• **PROBLEM 1**: Rewrite the album review between "Of course, everything" and "it once did.", inclusive, swapping "album" for "record".

--- start of SOURCE ---

Of course, everything changed after I heard their 1971 menacing beast of an album – There’s A Riot Going On – last week. I mean, for the love of everything that is funky fresh and soul buttery, this was sprinkled with some of the freshest sounds that the early Seventies could muster up. You’ve got the basic inspiration for all your Red Hot Chilli Peppers, D’Angelo, and Brand New Heavies, as well as those wonderfully rich and multi-layered harmonies that Family Stone band cook up on There’s A Riot Going On. Sly Stone brings the darkness with his restrained, organic and world-weary vocals and equally depraved social commentary. The surprise might have worn off, but the pain he let loose on the canvas still sounds as intense as it once did.

Before I start raving about the album, I’ll get this out of the way….I personally think that Just Like A Baby and Runnin’ Away should have been in one of their earlier albums, they seem too contrived to fit into the scheme of things. A repetitive, stuttering riff carries both these tracks into territories that would later be defiled by the likes of Musiq Soulchild and Craig David.

On the flip side, Thank You For Talking To Me About Africa shines like the funky m*****fucker (yes, even I have moral standards) that Sly wants it to. It sidesteps any pretentions one might make about a seven minute-plus funk opus and launches into a bass-heavy rhythm section with Sly warbling, “flamin’ eyes of people fear, burnin’ into you, many men are missin’ much, hatin’ what they do” somewhere over the rainbow. Africa Talks to You (The Asphalt Jungle) is about a minute longer and more qualified to get a crowd going, be it protestors at a rally or soul-aficionados at a George Clinton concert.

Time, freakishly enough, is reminiscent of the song (of a similar name) written by Mick Jagger. Difference being while Jagger confidently reassures himself that time is on his side, Sly takes us into the insecure mess that has become his psyche (by the Seventies) and says stuff like, “if you don’t mind please, why give slack to a deserter, it’s about time”. The music could have easily passed for a Motown single, and I mean that in a good way.

--- end of SOURCE ---
--- start of MATERIAL FOR THIS EXERCISE ---

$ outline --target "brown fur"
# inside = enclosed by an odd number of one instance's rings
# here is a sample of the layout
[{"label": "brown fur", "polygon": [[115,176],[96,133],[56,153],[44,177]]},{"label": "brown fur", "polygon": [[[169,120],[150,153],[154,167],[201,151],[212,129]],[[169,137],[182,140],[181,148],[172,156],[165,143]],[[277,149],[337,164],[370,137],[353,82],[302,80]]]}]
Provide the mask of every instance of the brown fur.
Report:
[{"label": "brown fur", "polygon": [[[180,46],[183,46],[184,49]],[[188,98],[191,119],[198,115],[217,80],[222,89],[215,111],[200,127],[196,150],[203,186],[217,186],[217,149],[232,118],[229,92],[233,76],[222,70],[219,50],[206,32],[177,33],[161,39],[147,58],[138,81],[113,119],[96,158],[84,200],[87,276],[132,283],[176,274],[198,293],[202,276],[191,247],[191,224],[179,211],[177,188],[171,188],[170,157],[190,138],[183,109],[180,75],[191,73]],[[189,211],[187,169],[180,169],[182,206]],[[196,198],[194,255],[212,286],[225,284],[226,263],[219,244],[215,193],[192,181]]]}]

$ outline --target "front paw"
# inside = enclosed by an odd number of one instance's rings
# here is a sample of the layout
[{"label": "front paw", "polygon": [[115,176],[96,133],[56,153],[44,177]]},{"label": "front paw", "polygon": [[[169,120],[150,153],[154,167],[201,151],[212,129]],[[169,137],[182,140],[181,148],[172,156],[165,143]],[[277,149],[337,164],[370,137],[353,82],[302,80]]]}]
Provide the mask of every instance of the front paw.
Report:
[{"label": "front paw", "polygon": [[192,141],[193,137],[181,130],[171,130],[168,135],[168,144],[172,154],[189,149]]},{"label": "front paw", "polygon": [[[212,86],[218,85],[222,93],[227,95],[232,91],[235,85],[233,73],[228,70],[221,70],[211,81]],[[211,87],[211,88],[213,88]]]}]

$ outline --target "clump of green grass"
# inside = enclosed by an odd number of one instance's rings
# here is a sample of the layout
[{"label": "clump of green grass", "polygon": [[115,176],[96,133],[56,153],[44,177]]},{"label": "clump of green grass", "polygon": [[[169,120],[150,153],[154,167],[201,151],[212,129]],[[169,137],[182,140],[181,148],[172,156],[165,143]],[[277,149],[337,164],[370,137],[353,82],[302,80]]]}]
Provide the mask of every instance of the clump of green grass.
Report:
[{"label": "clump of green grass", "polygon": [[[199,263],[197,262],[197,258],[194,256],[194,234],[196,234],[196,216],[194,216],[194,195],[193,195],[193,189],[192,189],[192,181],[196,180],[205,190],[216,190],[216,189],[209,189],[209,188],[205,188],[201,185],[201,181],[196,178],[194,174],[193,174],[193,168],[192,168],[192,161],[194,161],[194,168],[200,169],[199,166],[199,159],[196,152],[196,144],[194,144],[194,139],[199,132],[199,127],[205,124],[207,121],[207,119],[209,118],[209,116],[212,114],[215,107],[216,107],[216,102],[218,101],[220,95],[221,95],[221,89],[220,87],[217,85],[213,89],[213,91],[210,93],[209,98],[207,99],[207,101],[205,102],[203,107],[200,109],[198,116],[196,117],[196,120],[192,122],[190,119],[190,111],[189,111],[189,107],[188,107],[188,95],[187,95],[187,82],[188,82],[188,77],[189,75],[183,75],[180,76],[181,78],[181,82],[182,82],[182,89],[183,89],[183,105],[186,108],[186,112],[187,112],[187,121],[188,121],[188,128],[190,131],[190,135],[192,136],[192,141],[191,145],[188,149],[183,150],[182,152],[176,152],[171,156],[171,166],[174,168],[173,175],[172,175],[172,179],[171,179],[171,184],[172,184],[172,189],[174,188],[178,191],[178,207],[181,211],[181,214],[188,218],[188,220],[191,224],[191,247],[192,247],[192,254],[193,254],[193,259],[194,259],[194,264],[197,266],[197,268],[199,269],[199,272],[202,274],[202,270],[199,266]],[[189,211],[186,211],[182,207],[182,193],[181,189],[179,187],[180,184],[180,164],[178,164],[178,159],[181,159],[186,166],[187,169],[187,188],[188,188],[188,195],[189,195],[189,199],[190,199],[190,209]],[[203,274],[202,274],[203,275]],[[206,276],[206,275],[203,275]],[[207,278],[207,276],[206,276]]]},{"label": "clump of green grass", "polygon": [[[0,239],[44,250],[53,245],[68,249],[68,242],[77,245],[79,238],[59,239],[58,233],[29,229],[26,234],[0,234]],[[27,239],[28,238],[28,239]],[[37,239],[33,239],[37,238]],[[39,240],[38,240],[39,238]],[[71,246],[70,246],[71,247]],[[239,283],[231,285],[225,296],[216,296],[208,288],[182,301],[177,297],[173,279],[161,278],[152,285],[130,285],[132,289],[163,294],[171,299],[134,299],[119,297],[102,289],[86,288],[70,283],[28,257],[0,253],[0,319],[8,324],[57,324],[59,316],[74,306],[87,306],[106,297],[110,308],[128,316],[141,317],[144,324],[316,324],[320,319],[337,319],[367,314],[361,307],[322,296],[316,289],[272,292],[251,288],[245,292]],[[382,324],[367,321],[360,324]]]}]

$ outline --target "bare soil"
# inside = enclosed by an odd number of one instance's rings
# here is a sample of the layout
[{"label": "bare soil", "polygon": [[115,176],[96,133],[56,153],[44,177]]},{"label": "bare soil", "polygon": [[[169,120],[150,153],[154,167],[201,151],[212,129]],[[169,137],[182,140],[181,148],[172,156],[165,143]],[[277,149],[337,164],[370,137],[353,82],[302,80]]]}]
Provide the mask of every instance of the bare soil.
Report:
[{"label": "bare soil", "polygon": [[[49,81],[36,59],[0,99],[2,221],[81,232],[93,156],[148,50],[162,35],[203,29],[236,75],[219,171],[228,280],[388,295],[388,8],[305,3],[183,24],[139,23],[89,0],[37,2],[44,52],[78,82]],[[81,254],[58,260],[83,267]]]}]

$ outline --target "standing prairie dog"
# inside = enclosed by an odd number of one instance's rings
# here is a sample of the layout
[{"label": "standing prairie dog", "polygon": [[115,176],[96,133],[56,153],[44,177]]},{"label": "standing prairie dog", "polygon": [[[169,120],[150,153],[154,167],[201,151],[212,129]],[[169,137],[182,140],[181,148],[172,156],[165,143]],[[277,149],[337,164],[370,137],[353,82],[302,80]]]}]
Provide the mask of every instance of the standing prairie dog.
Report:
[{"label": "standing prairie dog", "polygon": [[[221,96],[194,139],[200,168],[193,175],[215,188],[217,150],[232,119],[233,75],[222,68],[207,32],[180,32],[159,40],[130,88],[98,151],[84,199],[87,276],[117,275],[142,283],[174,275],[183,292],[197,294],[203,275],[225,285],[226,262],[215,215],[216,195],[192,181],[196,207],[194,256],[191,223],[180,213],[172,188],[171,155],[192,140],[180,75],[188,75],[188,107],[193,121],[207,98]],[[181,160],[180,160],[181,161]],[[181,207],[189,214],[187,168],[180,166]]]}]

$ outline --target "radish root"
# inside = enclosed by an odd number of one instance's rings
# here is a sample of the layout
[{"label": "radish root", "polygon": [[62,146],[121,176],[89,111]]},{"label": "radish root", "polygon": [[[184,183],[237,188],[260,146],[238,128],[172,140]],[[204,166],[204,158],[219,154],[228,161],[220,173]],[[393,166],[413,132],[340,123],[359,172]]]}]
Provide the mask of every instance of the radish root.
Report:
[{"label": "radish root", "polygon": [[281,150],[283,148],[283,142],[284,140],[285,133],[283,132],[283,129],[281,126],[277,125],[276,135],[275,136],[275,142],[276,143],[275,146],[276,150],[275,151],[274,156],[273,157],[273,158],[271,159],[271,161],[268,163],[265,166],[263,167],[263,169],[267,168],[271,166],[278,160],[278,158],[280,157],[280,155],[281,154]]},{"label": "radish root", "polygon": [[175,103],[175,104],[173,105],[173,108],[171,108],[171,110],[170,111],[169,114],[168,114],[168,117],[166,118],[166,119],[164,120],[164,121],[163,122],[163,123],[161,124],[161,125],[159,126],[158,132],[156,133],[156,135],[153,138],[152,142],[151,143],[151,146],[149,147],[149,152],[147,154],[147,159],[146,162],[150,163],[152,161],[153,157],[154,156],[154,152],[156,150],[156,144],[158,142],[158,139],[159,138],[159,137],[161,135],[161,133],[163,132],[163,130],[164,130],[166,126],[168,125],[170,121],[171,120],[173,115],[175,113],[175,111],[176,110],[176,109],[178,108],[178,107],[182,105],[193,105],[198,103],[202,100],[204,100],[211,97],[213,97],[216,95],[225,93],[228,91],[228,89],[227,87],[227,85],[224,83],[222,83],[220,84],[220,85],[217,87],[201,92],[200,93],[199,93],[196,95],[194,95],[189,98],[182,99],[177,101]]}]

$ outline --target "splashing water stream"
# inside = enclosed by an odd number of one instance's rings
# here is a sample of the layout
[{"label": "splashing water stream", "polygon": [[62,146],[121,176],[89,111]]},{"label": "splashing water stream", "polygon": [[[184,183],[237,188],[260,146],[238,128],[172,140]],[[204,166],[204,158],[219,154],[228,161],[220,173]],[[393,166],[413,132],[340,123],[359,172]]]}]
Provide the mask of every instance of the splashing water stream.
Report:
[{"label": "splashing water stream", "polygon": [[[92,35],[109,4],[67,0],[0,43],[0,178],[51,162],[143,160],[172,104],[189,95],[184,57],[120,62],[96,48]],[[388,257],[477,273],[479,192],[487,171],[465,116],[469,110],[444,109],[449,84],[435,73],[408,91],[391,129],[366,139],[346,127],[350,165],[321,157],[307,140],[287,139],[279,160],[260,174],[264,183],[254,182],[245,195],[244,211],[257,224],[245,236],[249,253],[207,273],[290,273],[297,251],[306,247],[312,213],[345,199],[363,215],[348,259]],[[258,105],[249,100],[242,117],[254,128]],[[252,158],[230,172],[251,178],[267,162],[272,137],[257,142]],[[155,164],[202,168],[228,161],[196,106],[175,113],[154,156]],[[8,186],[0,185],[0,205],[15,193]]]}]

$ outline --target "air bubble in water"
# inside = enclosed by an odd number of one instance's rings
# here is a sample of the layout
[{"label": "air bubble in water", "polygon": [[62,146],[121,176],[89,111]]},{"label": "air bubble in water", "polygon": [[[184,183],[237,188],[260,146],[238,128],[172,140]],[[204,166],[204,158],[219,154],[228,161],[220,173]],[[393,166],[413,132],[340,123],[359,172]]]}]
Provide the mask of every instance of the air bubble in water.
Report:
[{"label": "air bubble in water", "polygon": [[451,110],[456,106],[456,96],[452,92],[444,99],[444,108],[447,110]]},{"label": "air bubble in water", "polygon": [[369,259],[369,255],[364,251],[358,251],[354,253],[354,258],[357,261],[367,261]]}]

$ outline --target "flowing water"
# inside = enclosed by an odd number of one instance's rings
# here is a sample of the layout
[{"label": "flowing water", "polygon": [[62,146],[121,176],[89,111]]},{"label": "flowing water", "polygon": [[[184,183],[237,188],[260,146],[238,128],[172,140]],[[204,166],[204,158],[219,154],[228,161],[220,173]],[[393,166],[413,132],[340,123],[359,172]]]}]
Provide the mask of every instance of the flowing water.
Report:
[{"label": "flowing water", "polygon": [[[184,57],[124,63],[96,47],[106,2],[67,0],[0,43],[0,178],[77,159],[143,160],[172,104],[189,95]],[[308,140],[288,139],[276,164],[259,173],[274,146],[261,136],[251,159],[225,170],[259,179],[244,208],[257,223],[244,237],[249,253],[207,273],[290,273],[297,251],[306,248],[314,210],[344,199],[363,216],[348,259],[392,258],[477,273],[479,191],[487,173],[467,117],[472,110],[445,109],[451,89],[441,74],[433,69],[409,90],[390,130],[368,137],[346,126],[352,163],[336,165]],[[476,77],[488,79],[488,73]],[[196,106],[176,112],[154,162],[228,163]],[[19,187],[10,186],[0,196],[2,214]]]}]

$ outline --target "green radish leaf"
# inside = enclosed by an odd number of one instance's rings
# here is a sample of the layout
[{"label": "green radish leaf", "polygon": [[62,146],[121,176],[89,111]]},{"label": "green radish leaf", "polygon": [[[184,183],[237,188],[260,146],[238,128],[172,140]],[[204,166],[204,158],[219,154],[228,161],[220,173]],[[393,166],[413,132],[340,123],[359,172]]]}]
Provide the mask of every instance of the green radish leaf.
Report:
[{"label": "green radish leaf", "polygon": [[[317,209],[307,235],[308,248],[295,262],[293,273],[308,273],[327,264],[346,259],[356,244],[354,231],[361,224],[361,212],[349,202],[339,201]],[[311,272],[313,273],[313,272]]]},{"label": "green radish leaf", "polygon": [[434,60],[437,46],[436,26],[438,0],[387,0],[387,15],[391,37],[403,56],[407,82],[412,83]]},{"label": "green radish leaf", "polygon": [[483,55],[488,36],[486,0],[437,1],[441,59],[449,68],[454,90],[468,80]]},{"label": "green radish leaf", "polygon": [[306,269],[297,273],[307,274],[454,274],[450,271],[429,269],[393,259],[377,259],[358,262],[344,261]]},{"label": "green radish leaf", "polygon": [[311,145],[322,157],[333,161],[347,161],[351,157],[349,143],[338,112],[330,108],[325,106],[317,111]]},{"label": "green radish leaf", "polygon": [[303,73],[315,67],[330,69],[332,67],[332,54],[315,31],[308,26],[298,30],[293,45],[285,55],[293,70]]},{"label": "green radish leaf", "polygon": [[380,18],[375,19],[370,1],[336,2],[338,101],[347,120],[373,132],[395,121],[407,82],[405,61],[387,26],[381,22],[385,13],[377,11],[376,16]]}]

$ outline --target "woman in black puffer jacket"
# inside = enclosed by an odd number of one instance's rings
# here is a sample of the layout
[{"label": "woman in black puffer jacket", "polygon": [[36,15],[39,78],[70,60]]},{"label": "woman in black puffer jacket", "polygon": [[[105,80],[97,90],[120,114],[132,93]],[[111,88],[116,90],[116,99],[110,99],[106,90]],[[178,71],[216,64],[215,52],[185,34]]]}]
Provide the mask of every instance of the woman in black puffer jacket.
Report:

--- end of MATERIAL FOR THIS EXERCISE ---

• **PROBLEM 2**: From the listing, pick out each line that contains the string "puffer".

• **COMPLETE RESPONSE 1**:
Of course, everything changed after I heard their 1971 menacing beast of an record – There’s A Riot Going On – last week. I mean, for the love of everything that is funky fresh and soul buttery, this was sprinkled with some of the freshest sounds that the early Seventies could muster up. You’ve got the basic inspiration for all your Red Hot Chilli Peppers, D’Angelo, and Brand New Heavies, as well as those wonderfully rich and multi-layered harmonies that Family Stone band cook up on There’s A Riot Going On. Sly Stone brings the darkness with his restrained, organic and world-weary vocals and equally depraved social commentary. The surprise might have worn off, but the pain he let loose on the canvas still sounds as intense as it once did.

• **COMPLETE RESPONSE 2**:
$ outline --target "woman in black puffer jacket"
[{"label": "woman in black puffer jacket", "polygon": [[36,15],[39,78],[70,60]]},{"label": "woman in black puffer jacket", "polygon": [[[105,80],[97,90],[120,114],[132,93]],[[111,88],[116,90],[116,99],[110,99],[106,90]],[[178,71],[216,64],[215,52],[185,34]]]}]
Provide the mask of every instance of the woman in black puffer jacket.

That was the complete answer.